● **YOUR TASKS**
1) Read the passage on VEGF and ocular neovascularization below. Then decide whether each statement agrees with it, answering yes or no and quoting the words of the passage that settle it. (a) In animal models, anti-VEGF-A therapy reduced retinal and choroidal neovascularization. (b) The preclinical findings were confirmed in clinical trials of patients with PDR. (c) VEGF-C and VEGF-D showed low expression in the neovascular membranes of AMD patients.
2) List every member of the VEGF family that the passage on VEGF and ocular neovascularization below mentions.
3) Write the next part of the passage on VEGF and ocular neovascularization below, beginning after its final sentence.

● **EXCERPTED PASSAGE**
-=-=-=-=-
Retinal and choroidal neovascularization are the major causes of blindness in several eye diseases, such as neovascular AMD, ROP, and PDR, which cause a significant health and economic burden. Many previous studies have indicated that pathologic transformations of the retinal and choroidal vasculature are strongly associated with increased expression of VEGF-A. In humans, the expression levels of VEGF-A were significantly higher in patients with PDR, ROP, and CNV secondary to AMD.
13–15 Patients with pronounced retinal neovascularization were likely to have higher ocular expression of VEGF-A than patients without neovascular pathologic features.
16 In animal models, the expression levels of VEGF-A were temporally and spatially correlated with the severity of neovascularization.
17 Moreover, anti-VEGF-A therapy efficiently decreased retinal and choroidal neovascularization in animal models.
18,19 These preclinical data have been confirmed in large multicenter clinical trials of patients with neovascular AMD.
20,21 In addition to VEGF-A, other members of the VEGF family may also contribute to pathologic ocular neovascularization. Immunohistochemical analysis showed that VEGF-C and VEGF-D were highly expressed in the RPE and vascular cells in the subretinal and choroidal neovascular membranes of AMD patients.
-=-=-=-=-
● **ENTRIES SUPPLIED**

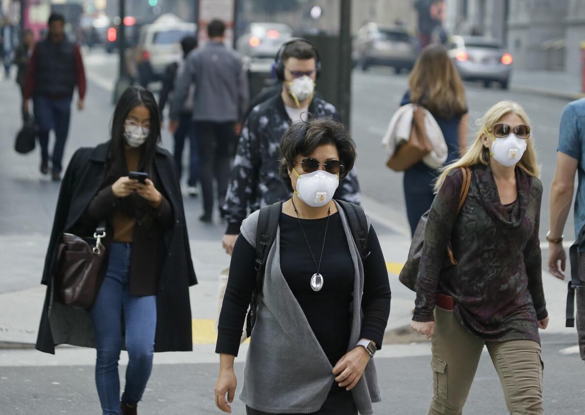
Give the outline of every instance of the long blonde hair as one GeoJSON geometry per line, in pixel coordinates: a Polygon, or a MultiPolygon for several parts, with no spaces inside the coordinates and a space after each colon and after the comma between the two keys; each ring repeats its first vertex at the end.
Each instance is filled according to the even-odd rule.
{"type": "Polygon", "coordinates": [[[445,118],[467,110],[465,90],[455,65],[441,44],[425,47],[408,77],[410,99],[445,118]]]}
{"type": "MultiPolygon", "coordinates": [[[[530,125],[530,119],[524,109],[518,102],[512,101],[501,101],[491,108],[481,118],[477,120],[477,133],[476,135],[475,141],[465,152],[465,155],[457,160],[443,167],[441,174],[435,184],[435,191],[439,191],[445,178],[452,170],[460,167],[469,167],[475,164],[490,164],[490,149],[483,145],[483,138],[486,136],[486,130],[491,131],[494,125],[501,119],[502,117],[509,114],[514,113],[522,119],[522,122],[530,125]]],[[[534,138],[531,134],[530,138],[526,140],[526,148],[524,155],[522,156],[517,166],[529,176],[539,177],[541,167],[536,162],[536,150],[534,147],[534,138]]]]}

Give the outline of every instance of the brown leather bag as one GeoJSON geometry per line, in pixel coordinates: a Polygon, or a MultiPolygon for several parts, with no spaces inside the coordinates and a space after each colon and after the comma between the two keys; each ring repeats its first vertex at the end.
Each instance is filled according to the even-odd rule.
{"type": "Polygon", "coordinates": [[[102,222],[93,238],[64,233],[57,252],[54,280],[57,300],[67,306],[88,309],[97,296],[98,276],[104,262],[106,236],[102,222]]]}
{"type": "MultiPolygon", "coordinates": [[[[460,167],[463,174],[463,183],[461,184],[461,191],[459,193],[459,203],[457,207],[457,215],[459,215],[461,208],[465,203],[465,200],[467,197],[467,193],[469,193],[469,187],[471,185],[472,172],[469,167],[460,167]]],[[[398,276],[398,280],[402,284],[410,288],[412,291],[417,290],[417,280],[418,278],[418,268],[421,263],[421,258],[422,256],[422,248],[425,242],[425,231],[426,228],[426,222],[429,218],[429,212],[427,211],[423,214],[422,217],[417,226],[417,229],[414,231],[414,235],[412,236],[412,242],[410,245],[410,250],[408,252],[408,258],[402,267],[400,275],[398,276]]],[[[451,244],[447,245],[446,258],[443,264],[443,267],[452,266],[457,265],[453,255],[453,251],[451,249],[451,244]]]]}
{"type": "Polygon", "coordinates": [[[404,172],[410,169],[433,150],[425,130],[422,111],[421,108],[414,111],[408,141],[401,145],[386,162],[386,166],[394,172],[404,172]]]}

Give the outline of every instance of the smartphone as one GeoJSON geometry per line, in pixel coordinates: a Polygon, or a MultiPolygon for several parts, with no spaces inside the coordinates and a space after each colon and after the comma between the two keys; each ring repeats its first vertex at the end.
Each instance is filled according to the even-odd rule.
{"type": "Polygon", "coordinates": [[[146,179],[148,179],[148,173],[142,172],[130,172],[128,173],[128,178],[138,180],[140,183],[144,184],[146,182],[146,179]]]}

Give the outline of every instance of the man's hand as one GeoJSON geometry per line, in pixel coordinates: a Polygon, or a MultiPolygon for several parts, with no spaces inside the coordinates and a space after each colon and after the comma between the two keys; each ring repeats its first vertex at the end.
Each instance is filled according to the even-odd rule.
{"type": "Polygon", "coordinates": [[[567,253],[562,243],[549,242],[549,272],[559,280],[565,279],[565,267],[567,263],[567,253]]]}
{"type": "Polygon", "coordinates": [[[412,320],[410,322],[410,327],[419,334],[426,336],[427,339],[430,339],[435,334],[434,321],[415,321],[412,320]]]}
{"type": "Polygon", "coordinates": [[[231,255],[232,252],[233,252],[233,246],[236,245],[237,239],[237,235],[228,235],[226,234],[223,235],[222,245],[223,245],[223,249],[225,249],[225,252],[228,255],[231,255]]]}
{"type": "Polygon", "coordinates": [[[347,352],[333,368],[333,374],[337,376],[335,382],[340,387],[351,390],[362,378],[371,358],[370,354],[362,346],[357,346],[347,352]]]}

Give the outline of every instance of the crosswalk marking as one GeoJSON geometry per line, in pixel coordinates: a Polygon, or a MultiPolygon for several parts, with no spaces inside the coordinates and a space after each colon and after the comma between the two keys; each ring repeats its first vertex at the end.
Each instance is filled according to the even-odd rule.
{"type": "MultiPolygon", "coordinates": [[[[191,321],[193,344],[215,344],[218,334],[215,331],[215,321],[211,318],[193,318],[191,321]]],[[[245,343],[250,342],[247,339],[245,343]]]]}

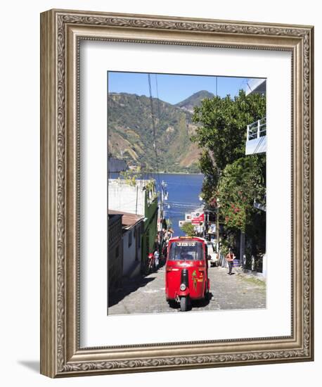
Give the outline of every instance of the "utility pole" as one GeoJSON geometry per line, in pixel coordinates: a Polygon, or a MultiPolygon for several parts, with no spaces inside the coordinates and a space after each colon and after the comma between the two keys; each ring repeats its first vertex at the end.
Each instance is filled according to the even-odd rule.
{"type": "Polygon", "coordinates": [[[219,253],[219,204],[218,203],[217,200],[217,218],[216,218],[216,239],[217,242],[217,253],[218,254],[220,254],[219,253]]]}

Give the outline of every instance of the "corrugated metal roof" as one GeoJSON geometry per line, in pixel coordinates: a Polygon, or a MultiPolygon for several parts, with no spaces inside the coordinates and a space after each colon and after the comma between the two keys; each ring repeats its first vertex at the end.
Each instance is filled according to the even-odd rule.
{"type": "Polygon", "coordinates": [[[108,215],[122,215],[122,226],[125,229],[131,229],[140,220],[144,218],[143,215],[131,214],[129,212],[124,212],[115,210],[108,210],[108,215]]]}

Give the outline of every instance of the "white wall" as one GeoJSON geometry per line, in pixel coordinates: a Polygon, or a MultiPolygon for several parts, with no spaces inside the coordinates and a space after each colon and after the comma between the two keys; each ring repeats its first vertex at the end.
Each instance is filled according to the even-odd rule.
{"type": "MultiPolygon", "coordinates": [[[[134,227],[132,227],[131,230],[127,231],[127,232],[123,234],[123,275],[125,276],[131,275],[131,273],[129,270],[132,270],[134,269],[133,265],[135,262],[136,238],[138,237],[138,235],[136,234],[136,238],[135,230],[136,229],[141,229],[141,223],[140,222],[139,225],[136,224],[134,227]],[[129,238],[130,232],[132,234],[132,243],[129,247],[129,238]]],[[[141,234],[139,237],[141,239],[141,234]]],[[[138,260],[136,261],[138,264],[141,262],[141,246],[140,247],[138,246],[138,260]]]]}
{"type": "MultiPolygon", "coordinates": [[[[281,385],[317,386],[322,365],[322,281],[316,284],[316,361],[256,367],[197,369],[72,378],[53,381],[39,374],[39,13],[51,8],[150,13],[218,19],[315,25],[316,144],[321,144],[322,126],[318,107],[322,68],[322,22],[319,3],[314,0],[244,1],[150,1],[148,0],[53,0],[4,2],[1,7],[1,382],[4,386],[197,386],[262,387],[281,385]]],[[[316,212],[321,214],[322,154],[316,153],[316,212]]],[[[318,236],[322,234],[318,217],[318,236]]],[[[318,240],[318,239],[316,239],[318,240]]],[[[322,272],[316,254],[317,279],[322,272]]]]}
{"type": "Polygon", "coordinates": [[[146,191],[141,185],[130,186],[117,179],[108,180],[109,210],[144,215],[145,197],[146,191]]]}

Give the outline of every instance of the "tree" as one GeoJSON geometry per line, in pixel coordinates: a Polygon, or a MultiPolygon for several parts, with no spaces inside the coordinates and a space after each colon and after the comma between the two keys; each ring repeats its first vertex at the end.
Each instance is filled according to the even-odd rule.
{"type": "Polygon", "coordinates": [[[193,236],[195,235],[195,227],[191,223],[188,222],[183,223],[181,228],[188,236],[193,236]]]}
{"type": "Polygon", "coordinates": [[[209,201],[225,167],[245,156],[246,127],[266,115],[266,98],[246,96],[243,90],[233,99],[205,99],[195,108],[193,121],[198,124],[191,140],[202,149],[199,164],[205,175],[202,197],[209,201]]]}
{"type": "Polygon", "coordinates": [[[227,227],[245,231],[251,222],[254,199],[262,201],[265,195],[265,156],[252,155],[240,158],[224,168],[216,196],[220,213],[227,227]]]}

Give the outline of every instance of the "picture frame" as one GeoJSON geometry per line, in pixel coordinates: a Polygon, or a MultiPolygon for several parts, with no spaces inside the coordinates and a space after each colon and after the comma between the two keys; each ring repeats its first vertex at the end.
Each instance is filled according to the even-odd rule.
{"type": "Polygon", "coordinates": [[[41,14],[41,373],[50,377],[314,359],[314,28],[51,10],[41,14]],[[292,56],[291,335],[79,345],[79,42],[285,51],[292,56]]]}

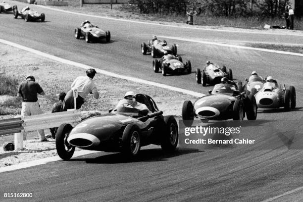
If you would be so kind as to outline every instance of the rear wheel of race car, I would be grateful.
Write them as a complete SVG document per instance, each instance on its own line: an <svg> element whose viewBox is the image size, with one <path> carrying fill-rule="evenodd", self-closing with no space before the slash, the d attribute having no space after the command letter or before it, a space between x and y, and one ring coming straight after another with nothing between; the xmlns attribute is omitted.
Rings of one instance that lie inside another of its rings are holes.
-=-=-=-=-
● **RESPONSES TO THE EXERCISE**
1)
(a) Yes: "anti-VEGF-A therapy efficiently decreased retinal and choroidal neovascularization in animal models"
(b) No: "These preclinical data have been confirmed in large multicenter clinical trials of patients with neovascular AMD"
(c) No: "VEGF-C and VEGF-D were highly expressed in the RPE and vascular cells in the subretinal and choroidal neovascular membranes of AMD patients"

2) VEGF-A, VEGF-C, VEGF-D

3)
22,23 A recent study also reported that VEGF-C and VEGF-D protein levels were elevated in the vitreous fluids of patients with AMD.
22 In a profiling study of angiogenic and inflammatory vitreous markers, the vitreous levels of VEGF-C and VEGF-D were much higher in patients with PDR or neovascular glaucoma than in nondiabetic control patients.
24 In a mouse model of this condition, the expression levels of VEGF-C and VEGF-D were higher than those in normal animals (Lashkari K, et al.
IOVS 2013:ARVO E-Abstract 4999). Since VEGF-C and VEGF-D not only modulate lymphangiogenesis by activating VEGFR3, but also enhance angiogenesis by phosphorylating VEGFR2, it is likely that VEGF-C and VEGF-D contribute to pathologic ocular neovascularization.
25–27 Therefore, inhibition of VEGFR2, a common angiogenic signal transducer of VEGF-A, -B, and -C, may be an attractive therapeutic strategy for the treatment of intraocular diseases that involve neovascularization.